Present every line of the entries below as a numbered list, skipping blank lines and leaving out the pictures.
**** Listed entries ****
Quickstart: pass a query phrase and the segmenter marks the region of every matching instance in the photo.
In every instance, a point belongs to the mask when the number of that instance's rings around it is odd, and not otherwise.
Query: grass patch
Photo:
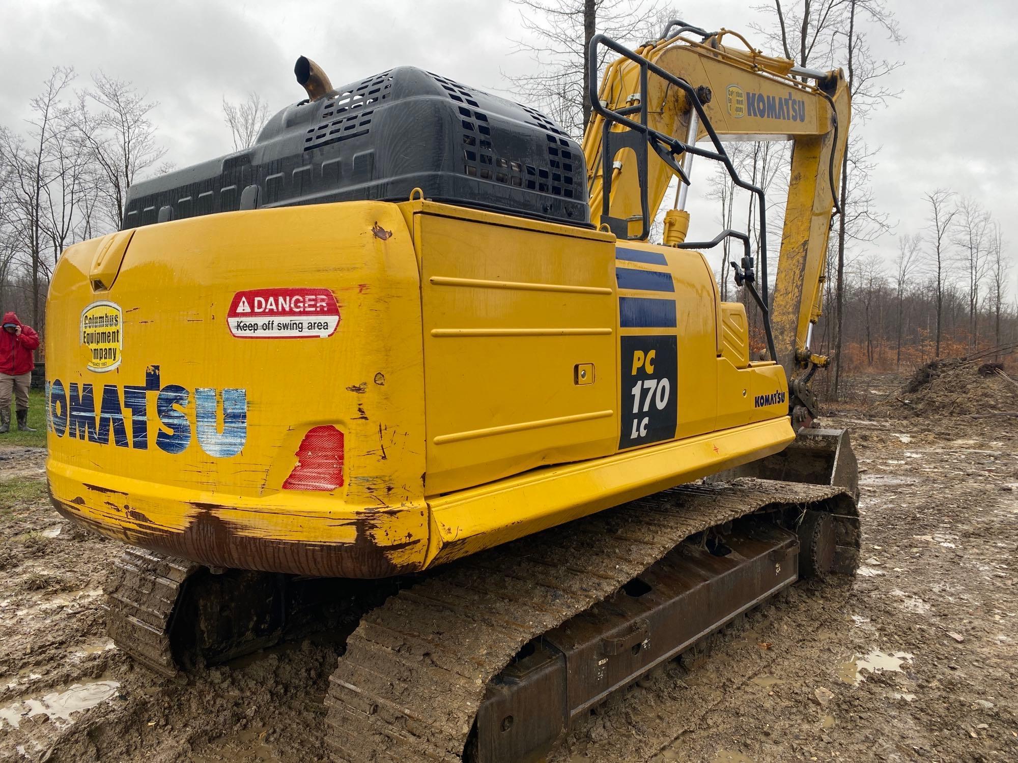
[[[14,405],[10,407],[10,431],[0,434],[0,445],[46,447],[46,396],[42,390],[29,390],[29,426],[37,431],[18,431]]]
[[[39,477],[11,477],[0,480],[0,513],[15,504],[32,504],[46,497],[46,480]]]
****
Answer
1. Quickstart: pass a query phrase and the segmenter marks the region of every matching instance in the photo.
2. In every instance, a point belongs to the mask when the number of that instance's rings around it is odd, and not otherwise.
3. Query: grass patch
4. Photo:
5. [[[14,405],[10,407],[10,431],[0,434],[0,445],[46,447],[46,396],[42,390],[29,390],[29,426],[37,431],[18,431]]]
6. [[[39,477],[11,477],[0,480],[0,513],[15,504],[32,504],[46,497],[46,480]]]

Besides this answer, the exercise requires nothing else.